Stored data
* * *

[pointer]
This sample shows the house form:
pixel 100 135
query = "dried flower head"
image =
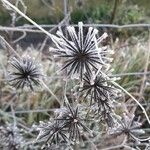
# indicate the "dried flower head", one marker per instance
pixel 80 51
pixel 98 89
pixel 25 72
pixel 72 122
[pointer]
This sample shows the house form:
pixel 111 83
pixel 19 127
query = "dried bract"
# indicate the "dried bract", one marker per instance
pixel 25 72
pixel 81 51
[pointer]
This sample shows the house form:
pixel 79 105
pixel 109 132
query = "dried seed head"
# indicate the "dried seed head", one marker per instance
pixel 25 72
pixel 80 50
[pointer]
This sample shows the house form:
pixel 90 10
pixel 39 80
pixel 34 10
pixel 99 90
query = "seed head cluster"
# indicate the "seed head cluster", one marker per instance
pixel 80 50
pixel 68 126
pixel 25 73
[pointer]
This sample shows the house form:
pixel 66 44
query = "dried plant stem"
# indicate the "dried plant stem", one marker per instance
pixel 144 112
pixel 26 17
pixel 48 89
pixel 9 46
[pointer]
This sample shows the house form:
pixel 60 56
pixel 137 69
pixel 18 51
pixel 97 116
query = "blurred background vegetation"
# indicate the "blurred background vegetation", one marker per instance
pixel 88 11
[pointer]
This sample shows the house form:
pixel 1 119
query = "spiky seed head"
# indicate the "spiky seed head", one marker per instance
pixel 25 72
pixel 80 50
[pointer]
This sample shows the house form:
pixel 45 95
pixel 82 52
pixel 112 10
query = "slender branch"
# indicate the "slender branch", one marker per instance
pixel 8 45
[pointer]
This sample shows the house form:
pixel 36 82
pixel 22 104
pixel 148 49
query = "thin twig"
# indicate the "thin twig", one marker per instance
pixel 8 45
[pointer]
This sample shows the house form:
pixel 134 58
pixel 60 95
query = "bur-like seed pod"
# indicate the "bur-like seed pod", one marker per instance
pixel 25 72
pixel 73 123
pixel 98 89
pixel 80 50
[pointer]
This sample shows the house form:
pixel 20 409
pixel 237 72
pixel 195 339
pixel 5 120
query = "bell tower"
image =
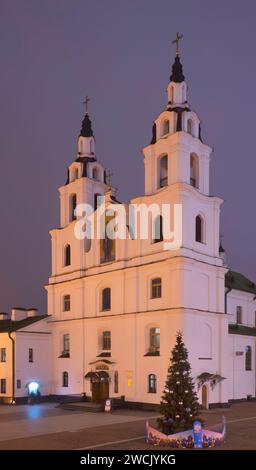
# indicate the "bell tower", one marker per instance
pixel 176 153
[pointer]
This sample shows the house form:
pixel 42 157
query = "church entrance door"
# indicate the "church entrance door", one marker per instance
pixel 100 391
pixel 204 397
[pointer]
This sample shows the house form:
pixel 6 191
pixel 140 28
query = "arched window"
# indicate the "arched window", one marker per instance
pixel 158 229
pixel 72 207
pixel 151 383
pixel 248 358
pixel 194 170
pixel 199 229
pixel 65 379
pixel 156 288
pixel 172 94
pixel 154 340
pixel 163 171
pixel 116 382
pixel 67 255
pixel 87 244
pixel 106 299
pixel 95 174
pixel 66 303
pixel 165 127
pixel 106 340
pixel 190 126
pixel 107 243
pixel 66 345
pixel 75 174
pixel 183 93
pixel 97 200
pixel 239 315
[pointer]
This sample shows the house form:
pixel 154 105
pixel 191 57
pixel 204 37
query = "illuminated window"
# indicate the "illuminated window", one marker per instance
pixel 156 288
pixel 116 382
pixel 3 355
pixel 194 171
pixel 66 303
pixel 239 316
pixel 106 340
pixel 107 243
pixel 158 229
pixel 154 339
pixel 152 383
pixel 95 174
pixel 97 200
pixel 106 299
pixel 165 127
pixel 163 171
pixel 248 358
pixel 72 209
pixel 66 343
pixel 75 174
pixel 67 255
pixel 30 355
pixel 3 385
pixel 190 126
pixel 199 229
pixel 65 379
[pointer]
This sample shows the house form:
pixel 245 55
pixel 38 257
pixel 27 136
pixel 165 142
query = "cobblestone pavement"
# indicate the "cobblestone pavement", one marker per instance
pixel 48 427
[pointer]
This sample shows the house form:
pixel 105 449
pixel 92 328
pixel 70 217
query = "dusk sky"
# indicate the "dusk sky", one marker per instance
pixel 119 52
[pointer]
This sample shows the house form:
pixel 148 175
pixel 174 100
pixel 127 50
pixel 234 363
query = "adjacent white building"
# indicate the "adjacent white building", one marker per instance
pixel 115 306
pixel 24 354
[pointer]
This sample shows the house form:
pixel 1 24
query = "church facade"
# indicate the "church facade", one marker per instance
pixel 115 307
pixel 119 311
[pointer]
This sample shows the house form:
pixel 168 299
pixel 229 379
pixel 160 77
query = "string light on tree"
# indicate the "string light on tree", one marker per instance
pixel 179 406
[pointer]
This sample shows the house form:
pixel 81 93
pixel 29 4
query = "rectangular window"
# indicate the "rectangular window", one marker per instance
pixel 3 354
pixel 30 355
pixel 66 303
pixel 156 288
pixel 66 344
pixel 106 341
pixel 154 345
pixel 239 314
pixel 3 385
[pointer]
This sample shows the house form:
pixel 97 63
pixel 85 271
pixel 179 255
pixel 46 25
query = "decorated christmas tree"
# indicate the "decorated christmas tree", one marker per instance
pixel 179 405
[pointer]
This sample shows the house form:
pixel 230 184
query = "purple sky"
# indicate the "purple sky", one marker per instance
pixel 119 52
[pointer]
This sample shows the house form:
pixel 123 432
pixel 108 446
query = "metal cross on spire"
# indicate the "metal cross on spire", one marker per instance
pixel 177 42
pixel 85 102
pixel 108 177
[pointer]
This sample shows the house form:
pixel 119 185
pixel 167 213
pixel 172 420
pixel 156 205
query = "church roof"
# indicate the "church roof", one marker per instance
pixel 86 129
pixel 9 325
pixel 237 281
pixel 177 72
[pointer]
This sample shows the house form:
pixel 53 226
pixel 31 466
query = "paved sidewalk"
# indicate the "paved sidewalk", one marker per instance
pixel 48 427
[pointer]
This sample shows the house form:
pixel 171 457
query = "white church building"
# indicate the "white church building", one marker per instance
pixel 115 306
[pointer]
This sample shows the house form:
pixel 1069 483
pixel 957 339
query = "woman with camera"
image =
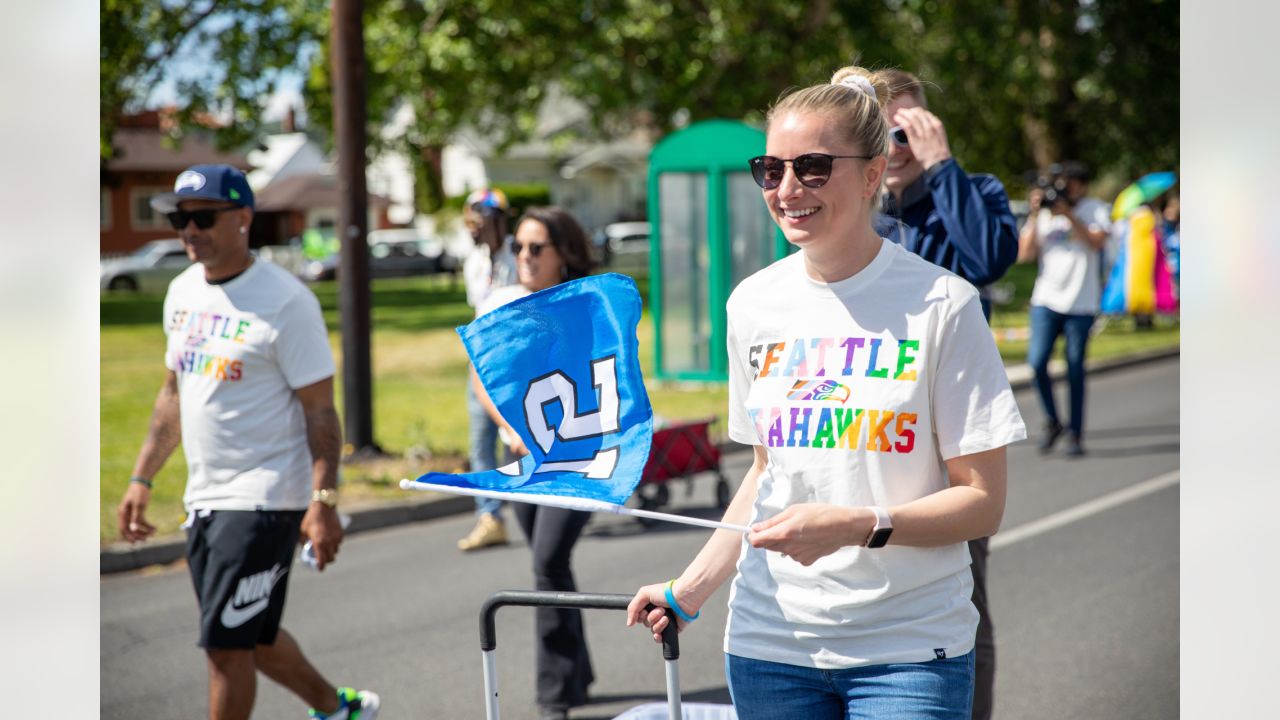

* * *

### [ASSIGNED TASK]
Leaving all pictures aside, print exactly the lines from the one that contains "pixel 70 217" through the last line of the data above, inclusive.

### [EXERCISE OUTPUT]
pixel 70 217
query = "dusk sky"
# indicate the "dusk sky", one marker per instance
pixel 119 52
[pointer]
This sample shows the house form:
pixel 148 175
pixel 174 100
pixel 127 50
pixel 234 363
query = "adjacent white building"
# indicate the "adjacent white building", one marker per instance
pixel 115 306
pixel 24 354
[pointer]
This sample shows the house form:
pixel 1 24
query = "church facade"
# indicate the "church facade", one marker per instance
pixel 115 307
pixel 119 311
[pointer]
This sample shows the house form:
pixel 168 299
pixel 229 379
pixel 160 77
query = "string light on tree"
# indicate the "string light on tree", one marker per instance
pixel 179 406
[pointer]
This sample shows the house form:
pixel 81 93
pixel 29 4
query = "rectangular window"
# indicate the "rectangular window", one marker per instance
pixel 3 354
pixel 30 355
pixel 66 303
pixel 156 288
pixel 66 344
pixel 106 341
pixel 154 345
pixel 239 314
pixel 3 385
[pointer]
This sample shows the house form:
pixel 97 63
pixel 85 271
pixel 179 255
pixel 46 25
query = "decorated christmas tree"
# indicate the "decorated christmas tree", one marker per instance
pixel 179 405
[pointer]
This sample shows the house form:
pixel 230 184
query = "purple sky"
# indicate the "purple sky", one marker per instance
pixel 119 52
[pointer]
This sample shows the house form:
pixel 123 432
pixel 108 446
query = "metal cross on spire"
# indicate the "metal cross on spire", one marker per instance
pixel 177 42
pixel 85 102
pixel 108 177
[pointer]
This sample shows the house form:
pixel 119 185
pixel 167 213
pixel 172 420
pixel 156 205
query = "church roof"
# indicate the "church roof", one marker per instance
pixel 86 129
pixel 9 325
pixel 237 281
pixel 177 72
[pointer]
This sample shows the house form:
pixel 53 226
pixel 31 466
query = "paved sidewalk"
# indicate the "paved sidewalk", one marker per instance
pixel 48 427
[pointer]
This sample shows the house form:
pixel 171 457
query = "white church building"
# indicate the "white church building", one marker per instance
pixel 115 306
[pointer]
This sample shows the house form:
pixel 1069 483
pixel 957 339
query = "woman with camera"
image =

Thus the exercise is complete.